Work instructions |
(1) Answer these questions from the mental health editorial:
(a) According to The National Institute of Mental Health, what share of adults suffer from some mental illness?
(b) How many adults across the country did that figure represent in 2017?
(c) Whom did Lady Gaga speak to as part of the Wellness tour?
(2) Return the portion of the mental health editorial running from "Can we normalize" down to "Winfrey’s Wellness tour.", copied word for word.

Passage |
________________________

Way We See It: It’s time to keep talking about mental health

With a growing number of resources available to dispel misinformation about mental health, we need to have an earnest conversation about how to best help those suffering.

Mental health needs to be taken seriously.
Mental health is more than just self-care and inspirational Instagram posts.
As a generation, we need to step up and start taking mental health seriously so that we can be the ones to fix the problems that are so prevalent.
To be clear- mental illness will always be a thing, but we can be the generation to stop perpetuating the stigma around mental illness.
If we get serious about mental health, we can be the generation of professionals that starts viewing and treating mental health and mental illness as the very real issue that it is for so many people all over the world.
According to The National Institute of Mental Health, one in five adults suffer from some mental illness.
In 2017, that was 46.6 million adults across the country.
46.6 million people with names, families, dreams, and mental illness.
The NIMH defines mental illness as, “a mental, behavioral, or emotional disorder which can vary in impact, ranging from no impairment to mild, moderate, and even severe impairment.”
Can we normalize talking about mental health?
Isn’t it time we started to have compassion for those with mental illness?
In the recent years, there has been wave of people starting the conversation about mental health.
Nevertheless, the stigma surrounding mental health persists.
Some still feel the need to whisper in a hushed voice that they go to therapy or that they take medication to treat mental illness.
Early this year, pop star Lady Gaga spoke to Oprah Winfrey as a part of Winfrey’s Wellness tour.
Gaga bravely opened up about using medication to treat her mental illness.
While Gaga’s remarks were met with support from fans, they were criticized by people across social media.

________________________

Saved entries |
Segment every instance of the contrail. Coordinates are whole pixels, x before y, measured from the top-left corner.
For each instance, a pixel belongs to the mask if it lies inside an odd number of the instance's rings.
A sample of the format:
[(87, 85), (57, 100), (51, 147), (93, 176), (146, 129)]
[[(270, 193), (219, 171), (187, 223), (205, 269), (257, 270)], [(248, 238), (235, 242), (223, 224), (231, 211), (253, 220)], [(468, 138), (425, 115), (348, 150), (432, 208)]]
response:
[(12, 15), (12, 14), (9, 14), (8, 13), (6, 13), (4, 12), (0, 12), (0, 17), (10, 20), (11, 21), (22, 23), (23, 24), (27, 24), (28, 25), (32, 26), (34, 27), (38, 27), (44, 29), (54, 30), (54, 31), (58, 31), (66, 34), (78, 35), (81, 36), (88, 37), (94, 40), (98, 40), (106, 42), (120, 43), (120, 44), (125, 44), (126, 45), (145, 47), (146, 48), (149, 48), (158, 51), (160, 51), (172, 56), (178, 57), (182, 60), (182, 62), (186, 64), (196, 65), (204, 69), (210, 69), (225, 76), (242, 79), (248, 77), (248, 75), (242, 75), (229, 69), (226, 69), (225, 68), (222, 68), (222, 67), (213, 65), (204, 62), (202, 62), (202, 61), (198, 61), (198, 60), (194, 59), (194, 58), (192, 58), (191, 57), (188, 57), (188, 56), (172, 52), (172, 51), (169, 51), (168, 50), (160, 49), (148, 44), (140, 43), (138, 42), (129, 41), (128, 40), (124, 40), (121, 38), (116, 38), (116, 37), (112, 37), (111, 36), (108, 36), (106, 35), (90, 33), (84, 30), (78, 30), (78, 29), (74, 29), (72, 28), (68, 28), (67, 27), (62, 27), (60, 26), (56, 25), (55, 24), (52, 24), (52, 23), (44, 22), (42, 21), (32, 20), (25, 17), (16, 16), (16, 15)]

________________________

Task-by-task results |
(1)
(a) One in five adults.
(b) 46.6 million adults.
(c) Oprah Winfrey.

(2)
Can we normalize talking about mental health?
Isn’t it time we started to have compassion for those with mental illness?
In the recent years, there has been wave of people starting the conversation about mental health.
Nevertheless, the stigma surrounding mental health persists.
Some still feel the need to whisper in a hushed voice that they go to therapy or that they take medication to treat mental illness.
Early this year, pop star Lady Gaga spoke to Oprah Winfrey as a part of Winfrey’s Wellness tour.